* _TASKS_:
• A. In the essay on quitting a day job below, what was the writer's last regular job?
• B. The essay on quitting a day job gives examples pairing a dream with what a person must be finishing to pursue it. List each thing it says must be finished.

* _SUPPLIED TEXT_:
The 3 Things You Need To Know Before You Quit Your Day Job…

In Jan of 2008 I left my last ever regular job (rock climbing instructor – not kidding), screwed my courage to the sticking place, and began making my way as an independent artist.

I made art, and I put it out into the world.  I played live, and worked hard to find my community.  I tried a great many things; succeeding in some and failing miserably in others.  When I stumbled or fell (which was often) I got up, did my best to extract whatever learning I could from the misstep, and kept moving forward.

Over time, inching ever onward like a pathologically relentless turtle, and in amongst the constant hustle of making sure I had enough money to: eat, pay rent, and do other human things, I slowly, slowly, slowly learned how better to do this crazy job.

Recently I went for coffee with a friend who is thinking of making the leap into this kind of life and, during our conversation, she asked: ‘What are the most important things to know if you actually want to make a living from this?’

So I told her.

I told her the 3 things you have to be very clear on if you want to be a working independent artist in the world.

Afterwords, I realized that this was advice that would have saved me a lot of time and pain when I was starting out.  So I wrote it down for you.

Fair warning.  These 3 things may seem blindingly obvious, and/or kind of trivial at first glance but do not underestimate their power.  In my experience they are absolute principles of inviolate truth to which every single successful independent artist in the world adheres.


#1 -To be a successful independent artist you must be regularly creating and finishing pieces of art that have value to the world.

Many artists make a lot of art but hardly ever finish things.  Which is totally fine if you are Arting as a hobby; but which is not fine at all if you want to do it professionally.

If your dream is to make records you must be making and finishing records.  If your dream is to write a film you must be writing and finishing screenplays.  If you want to be a professional novelist you must be finishing and submitting manuscripts.

Inspiration without execution and completion is basically worthless.

Furthermore: in order to work, the things that you are making must be of real value to the world.  This can be a very sticky area of discussion, primarily because the surest enemy of anything great is Ego.

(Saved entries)
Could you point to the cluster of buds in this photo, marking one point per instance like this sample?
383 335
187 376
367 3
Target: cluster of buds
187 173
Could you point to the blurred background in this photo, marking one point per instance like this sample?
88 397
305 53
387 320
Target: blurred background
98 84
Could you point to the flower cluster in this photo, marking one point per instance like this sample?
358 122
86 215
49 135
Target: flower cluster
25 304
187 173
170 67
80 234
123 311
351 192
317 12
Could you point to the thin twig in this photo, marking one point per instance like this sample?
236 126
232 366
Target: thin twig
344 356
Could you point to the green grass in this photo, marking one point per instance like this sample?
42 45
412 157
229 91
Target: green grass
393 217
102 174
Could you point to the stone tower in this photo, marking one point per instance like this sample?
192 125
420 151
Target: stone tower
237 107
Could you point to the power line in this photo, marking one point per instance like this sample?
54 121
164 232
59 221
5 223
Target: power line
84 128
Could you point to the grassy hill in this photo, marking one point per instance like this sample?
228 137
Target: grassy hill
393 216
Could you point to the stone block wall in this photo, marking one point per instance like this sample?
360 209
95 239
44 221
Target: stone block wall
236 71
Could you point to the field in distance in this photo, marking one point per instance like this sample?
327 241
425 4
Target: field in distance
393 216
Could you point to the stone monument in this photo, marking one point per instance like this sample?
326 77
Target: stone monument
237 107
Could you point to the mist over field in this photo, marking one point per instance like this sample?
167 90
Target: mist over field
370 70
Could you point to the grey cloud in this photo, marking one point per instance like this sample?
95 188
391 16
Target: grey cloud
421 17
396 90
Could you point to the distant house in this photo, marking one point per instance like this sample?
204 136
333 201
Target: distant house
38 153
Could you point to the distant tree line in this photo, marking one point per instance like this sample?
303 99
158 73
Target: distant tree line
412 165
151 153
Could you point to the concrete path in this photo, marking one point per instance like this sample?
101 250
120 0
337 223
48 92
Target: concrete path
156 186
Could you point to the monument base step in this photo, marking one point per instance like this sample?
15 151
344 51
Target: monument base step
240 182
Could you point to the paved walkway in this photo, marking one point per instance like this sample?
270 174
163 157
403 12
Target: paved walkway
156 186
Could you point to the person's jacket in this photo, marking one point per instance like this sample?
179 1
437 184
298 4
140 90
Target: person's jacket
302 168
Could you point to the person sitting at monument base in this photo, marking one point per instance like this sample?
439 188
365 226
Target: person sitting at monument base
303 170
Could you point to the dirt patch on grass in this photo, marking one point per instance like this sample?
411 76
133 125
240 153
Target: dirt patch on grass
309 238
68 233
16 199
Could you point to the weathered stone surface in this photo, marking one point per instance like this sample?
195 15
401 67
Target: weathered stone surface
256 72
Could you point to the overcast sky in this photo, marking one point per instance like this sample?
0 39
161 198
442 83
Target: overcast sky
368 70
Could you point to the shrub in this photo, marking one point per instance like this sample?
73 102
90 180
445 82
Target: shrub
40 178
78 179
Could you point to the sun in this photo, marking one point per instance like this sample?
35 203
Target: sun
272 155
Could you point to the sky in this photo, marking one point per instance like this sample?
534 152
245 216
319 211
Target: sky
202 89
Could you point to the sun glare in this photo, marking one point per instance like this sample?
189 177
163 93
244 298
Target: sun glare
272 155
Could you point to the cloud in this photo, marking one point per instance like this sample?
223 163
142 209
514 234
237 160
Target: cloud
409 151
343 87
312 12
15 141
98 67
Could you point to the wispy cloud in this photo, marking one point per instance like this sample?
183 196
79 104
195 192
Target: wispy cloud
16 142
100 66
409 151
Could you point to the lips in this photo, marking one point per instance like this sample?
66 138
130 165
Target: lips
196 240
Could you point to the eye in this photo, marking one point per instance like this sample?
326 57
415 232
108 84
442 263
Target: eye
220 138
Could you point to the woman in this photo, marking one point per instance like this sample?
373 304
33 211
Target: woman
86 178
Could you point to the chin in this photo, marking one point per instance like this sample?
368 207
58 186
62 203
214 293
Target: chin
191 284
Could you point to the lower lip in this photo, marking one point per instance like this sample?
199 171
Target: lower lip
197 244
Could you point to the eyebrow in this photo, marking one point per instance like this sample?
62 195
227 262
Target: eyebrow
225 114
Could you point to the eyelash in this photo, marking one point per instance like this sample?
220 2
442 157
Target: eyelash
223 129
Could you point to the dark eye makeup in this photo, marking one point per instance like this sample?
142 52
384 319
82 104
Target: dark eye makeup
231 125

* _ANSWER SET_:
• A. Rock climbing instructor.

• B. Records, screenplays, manuscripts